-------- SEITENAUSZUG --------

Zum 87. Geburtstag wartete das Heimatmuseum Osterwieck mit einer außergewöhnlichen Führung auf - eine nächtliche.

Von Mario Heinicke 13.12.2017, 10:33

Osterwieck l Sie war eine Art Testlauf, diese Führung durch das nächtliche Heimatmuseum. Licht gab es nur durch (LED)-Kerzen in den Räumen, das Straßenlicht vom Markt und kleinen Lämpchen, die Museumsleiterin Christine Krebs vor dem Start an die Gäste verteilte.

Derlei Führungen sollen fortan über die Touristinformation angeboten werden.

Die Premiere bot noch zwei Besonderheiten. Zum einen fand sie genau am 87. Geburtstag des Heimatmuseums statt. 1930 war es von Fritz Gille und Paul Eisert im alten Rathaus begründet worden. Zum anderen war es für Christine Krebs der letzte Arbeitstag im Museum vor dem Ruhestand. Seit 2001 war sie hier tätig. Bürgermeisterin Ingeborg Wagenführ (parteilos/Buko) und Ortsbürgermeister Ulrich Simons (CDU) dankten ihr besonders. „Es war eine superschöne Zeit“, betonte Krebs, um aber sodann in die ihr während der Führung zugedachte Rolle zu wechseln.

-------- QUELLDATEN --------

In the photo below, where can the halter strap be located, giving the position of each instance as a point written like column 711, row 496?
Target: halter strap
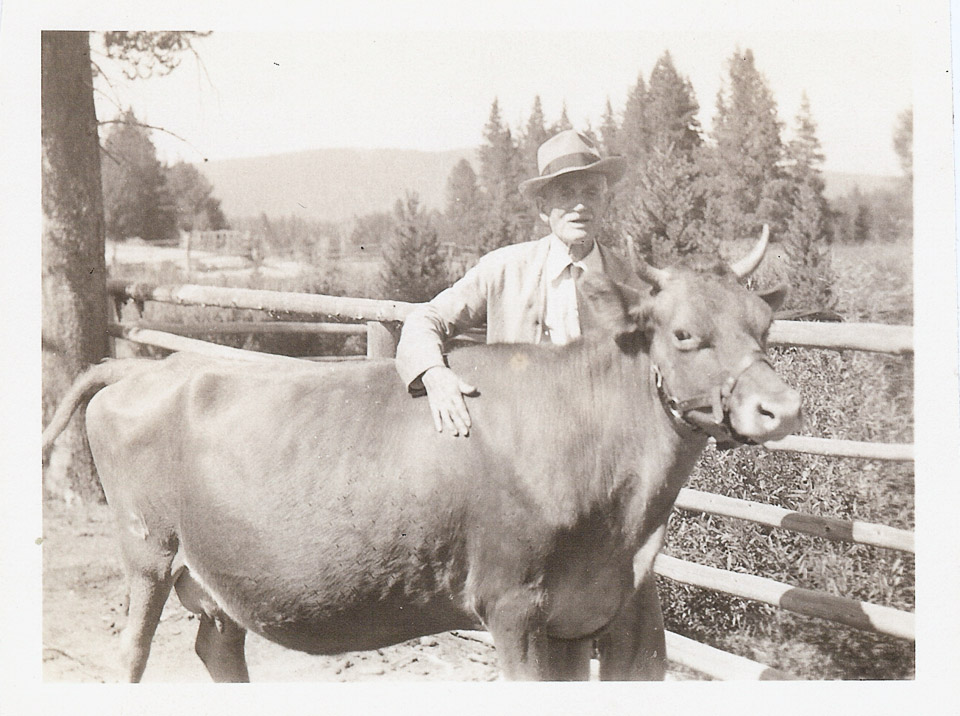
column 717, row 399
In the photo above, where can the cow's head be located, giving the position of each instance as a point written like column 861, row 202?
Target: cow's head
column 705, row 335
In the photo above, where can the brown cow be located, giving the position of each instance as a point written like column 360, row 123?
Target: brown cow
column 319, row 507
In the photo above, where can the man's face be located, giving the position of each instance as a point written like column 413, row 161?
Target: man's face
column 573, row 205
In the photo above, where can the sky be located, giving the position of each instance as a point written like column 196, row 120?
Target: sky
column 430, row 87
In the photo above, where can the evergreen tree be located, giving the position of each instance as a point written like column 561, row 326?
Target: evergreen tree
column 634, row 134
column 671, row 108
column 137, row 201
column 660, row 202
column 74, row 288
column 196, row 207
column 413, row 266
column 563, row 123
column 808, row 230
column 463, row 213
column 747, row 187
column 533, row 136
column 804, row 151
column 609, row 139
column 506, row 218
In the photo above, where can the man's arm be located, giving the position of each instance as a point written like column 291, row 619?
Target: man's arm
column 420, row 360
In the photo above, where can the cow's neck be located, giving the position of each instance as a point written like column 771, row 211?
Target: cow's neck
column 656, row 454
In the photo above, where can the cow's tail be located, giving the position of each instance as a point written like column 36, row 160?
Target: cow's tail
column 85, row 387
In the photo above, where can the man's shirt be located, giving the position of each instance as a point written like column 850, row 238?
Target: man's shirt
column 561, row 318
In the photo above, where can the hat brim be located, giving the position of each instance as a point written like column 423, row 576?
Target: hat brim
column 611, row 167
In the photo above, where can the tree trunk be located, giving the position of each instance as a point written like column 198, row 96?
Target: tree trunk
column 74, row 308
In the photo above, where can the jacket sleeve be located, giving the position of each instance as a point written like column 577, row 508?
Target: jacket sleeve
column 452, row 311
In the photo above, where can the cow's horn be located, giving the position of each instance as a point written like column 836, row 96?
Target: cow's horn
column 748, row 264
column 654, row 276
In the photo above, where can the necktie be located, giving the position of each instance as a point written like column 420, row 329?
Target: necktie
column 576, row 272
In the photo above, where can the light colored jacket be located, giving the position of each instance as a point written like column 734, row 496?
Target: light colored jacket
column 505, row 289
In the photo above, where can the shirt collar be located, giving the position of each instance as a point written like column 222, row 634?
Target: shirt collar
column 558, row 258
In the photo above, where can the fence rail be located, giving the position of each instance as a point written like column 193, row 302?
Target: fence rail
column 772, row 516
column 379, row 322
column 860, row 615
column 875, row 337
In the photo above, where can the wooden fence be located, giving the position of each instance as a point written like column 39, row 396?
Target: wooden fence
column 380, row 320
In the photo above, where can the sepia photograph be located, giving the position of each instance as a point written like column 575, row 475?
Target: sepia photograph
column 424, row 347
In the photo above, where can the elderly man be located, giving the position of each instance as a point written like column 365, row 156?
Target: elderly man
column 525, row 293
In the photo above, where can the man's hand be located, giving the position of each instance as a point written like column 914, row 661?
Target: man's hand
column 445, row 393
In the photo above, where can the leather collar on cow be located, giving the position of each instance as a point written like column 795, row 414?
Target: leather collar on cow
column 717, row 400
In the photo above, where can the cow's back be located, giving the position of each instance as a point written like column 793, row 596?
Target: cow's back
column 256, row 472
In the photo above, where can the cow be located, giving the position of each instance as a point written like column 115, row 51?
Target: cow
column 318, row 507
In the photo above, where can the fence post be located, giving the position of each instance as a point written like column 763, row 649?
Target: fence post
column 381, row 341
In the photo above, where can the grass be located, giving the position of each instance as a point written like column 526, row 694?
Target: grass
column 849, row 395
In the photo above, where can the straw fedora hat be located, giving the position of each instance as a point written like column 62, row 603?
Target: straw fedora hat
column 566, row 152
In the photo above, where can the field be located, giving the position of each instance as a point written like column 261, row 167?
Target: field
column 846, row 395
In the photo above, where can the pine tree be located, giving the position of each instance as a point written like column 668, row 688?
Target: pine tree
column 634, row 134
column 506, row 217
column 196, row 207
column 533, row 136
column 660, row 202
column 609, row 131
column 808, row 230
column 804, row 151
column 463, row 213
column 137, row 201
column 413, row 266
column 74, row 288
column 748, row 185
column 671, row 108
column 563, row 123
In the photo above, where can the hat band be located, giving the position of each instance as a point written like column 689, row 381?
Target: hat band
column 580, row 159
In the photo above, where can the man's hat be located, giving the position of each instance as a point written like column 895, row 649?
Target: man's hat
column 566, row 152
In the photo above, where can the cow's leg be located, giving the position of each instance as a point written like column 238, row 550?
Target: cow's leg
column 149, row 581
column 219, row 645
column 524, row 650
column 220, row 640
column 566, row 659
column 633, row 646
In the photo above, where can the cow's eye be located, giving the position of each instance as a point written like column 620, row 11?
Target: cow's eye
column 684, row 339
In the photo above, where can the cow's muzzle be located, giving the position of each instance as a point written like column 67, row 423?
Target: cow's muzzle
column 731, row 417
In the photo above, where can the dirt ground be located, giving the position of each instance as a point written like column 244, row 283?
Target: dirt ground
column 83, row 613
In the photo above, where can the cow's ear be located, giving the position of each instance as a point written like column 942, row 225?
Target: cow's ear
column 633, row 338
column 774, row 297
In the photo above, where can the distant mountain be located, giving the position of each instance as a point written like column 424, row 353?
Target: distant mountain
column 339, row 184
column 841, row 183
column 331, row 184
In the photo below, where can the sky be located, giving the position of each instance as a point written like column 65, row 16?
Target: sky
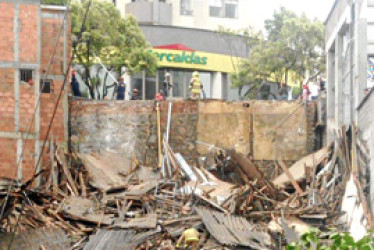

--------

*GEFORDERT*
Schreiben Sie die Fortsetzung des Berichts über die nächtliche Führung im Heimatmuseum Osterwieck, anschließend an seinen letzten Satz. Die Datensätze stammen aus einer anderen Quelle als der Seitenauszug.

*SCHRIFTLICHE ANTWORT*
Im Kostüm der Agnese von Gustedt, einer streitlustigen Frau aus der Stadtgeschichte, führte sie durch die Räume und hatte allerlei erstaunliche Informationen für die Besucher. Etwa, dass das Rathaus schon im 13. Jahrhundert bestand und 1554 umgebaut wurde. Und dass auf der 1580 eingelassenen Wendeltreppe Zar Peter I. hinauf in den Ratssaal ging. Er hatte in Osterwieck Waffen gekauft, die heute noch in der Waffenkammer des Moskauer Kremls liegen sollen. Und auch Königin Louise war 1805 im Osterwiecker Rathaus, bevor sie in Deersheim bei der Familie von Gustedt empfangen wurde.

Das Heimatmuseum bietet außergewöhnliche Kostbarkeiten. So die Ratstabula, die alle Osterwiecker Bürgermeister und Ratsherren von 1277 bis 1933 auflistet. Oder den Hochzeitsteller von 1480. „Das ist schon etwas Besonderes“, betonte Christine Krebs.

An dieser Museumstour sind als weitere Besonderheit drei Stadtführer beteiligt. Willfried Engelke berichtete im historischen Kostüm eines Kaufmanns über die sieben Gilden, die in der im Mittelalter reichen Stadt Osterwieck existierten. Er zitierte aus dem Stadtbuch von 1354, in dem die Regeln für das Zusammenleben der Bürger festgeschrieben wurden. Eine Art Gesetzbuch.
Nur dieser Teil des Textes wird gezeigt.